## BRIEF 1
According to the Wikipedia definition quoted in the horse racing statistics post, which activities does statistics concern? List every one.
## BRIEF 2
Could you repeat verbatim the lines in the entries starting at the line that contains "the photo below" and ending at the line that contains "x=965 y=382"?
* start PASSAGE PROVIDED *
Statistics

Wikipedia tells us that,

Statistics is the discipline that concerns the collection, organization, analysis, interpretation, and presentation of data. In applying statistics to a scientific, industrial, or social problem, it is conventional to begin with a statistical population or a statistical model to be studied.

I decided to study the statistics of horse racing. If ever a pursuit provided statistics that could be studied, it horse racing.

The key is discovering the trend and as I continually say, I want the facts not the fiction. All to often in these strange times we have groups of people who think they have facts simply becuase they believe it. Sorry folks it does not work that way.

One of the most overused words when it comes to punting is edge. You must have an edge, you need to find an edge, what is your edge etc., etc., etc.,

if an edge is finding more winners at better prices, then correct, we need the edge but too many people speak about this edge like some mythical beast like the unicorn or the Loch Ness monster. No.

If you want this most quoted edge there is only one means to achieve it. That is hard work combined with preparation.

If you have real data and an eye for seing the trends that this data shows you will find this edge. With no real data and a just a “feeling”, you will have a blunt not an edge.

Prepare the data, find the trends, find the facts and practice consistency.

Get Smart

Horse racing is a “chaos” sport. That is why I am not a speed map person. The gates crash back and your selection misses the kick by a length or your selection cops a squeeze from other runners and you speed map is tissue paper after a second. I can see why people love their speed maps and each to their own, but, they are not for me.

Do I watch video replays of races? I sure do, but I don’t watch videos to find winners, I watch videos to see if a runner was strong at the end of a race. Not those that were storming home but one that was strong.

Over the years I have watched many punters continually back the “one” that was storming home and those punters continually go storming home in anger. Why? The horse that was storming home over a 1000m then storms home over 1200m and then storms home over 1400, etc., etc., etc.,

The other type of runner that will drive you crazy, and broke, from watching videos is the runner that “found” trouble. Like the stormer, the one that found trouble continues to find trouble at most of its subsequent starts. Money munchers is the common term.

They always seem to “miss it by that much”.

The final aspect of the stormers and the trouble finders that I dislike is that when they finally win, is that they have been that obvious on the videos, that everyone is on them and you end up having taken 2 or 3 points less than you should taken. The real value is not available.
* end PASSAGE PROVIDED *
* start ENTRIES PROVIDED *
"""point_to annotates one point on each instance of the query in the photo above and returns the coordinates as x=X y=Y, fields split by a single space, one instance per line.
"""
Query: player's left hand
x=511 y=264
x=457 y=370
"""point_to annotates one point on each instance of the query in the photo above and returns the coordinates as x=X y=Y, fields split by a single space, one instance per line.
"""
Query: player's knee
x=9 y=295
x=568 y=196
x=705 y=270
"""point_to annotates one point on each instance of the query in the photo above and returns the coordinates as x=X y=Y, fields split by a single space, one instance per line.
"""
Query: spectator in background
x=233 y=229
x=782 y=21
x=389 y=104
* end ENTRIES PROVIDED *
* start ENTRIES PROVIDED *
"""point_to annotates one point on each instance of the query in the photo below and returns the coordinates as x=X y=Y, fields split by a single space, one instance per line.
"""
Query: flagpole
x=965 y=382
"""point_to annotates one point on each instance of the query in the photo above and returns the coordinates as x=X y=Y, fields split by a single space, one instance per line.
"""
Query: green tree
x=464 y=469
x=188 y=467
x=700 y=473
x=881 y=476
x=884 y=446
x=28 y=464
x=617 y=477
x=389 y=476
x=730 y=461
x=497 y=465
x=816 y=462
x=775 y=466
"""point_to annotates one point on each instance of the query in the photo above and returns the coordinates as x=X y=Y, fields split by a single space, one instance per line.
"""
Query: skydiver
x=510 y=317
* end ENTRIES PROVIDED *
## TASK OUTPUT 1
Collection, organization, analysis, interpretation, and presentation of data.

## TASK OUTPUT 2
"""point_to annotates one point on each instance of the query in the photo below and returns the coordinates as x=X y=Y, fields split by a single space, one instance per line.
"""
Query: flagpole
x=965 y=382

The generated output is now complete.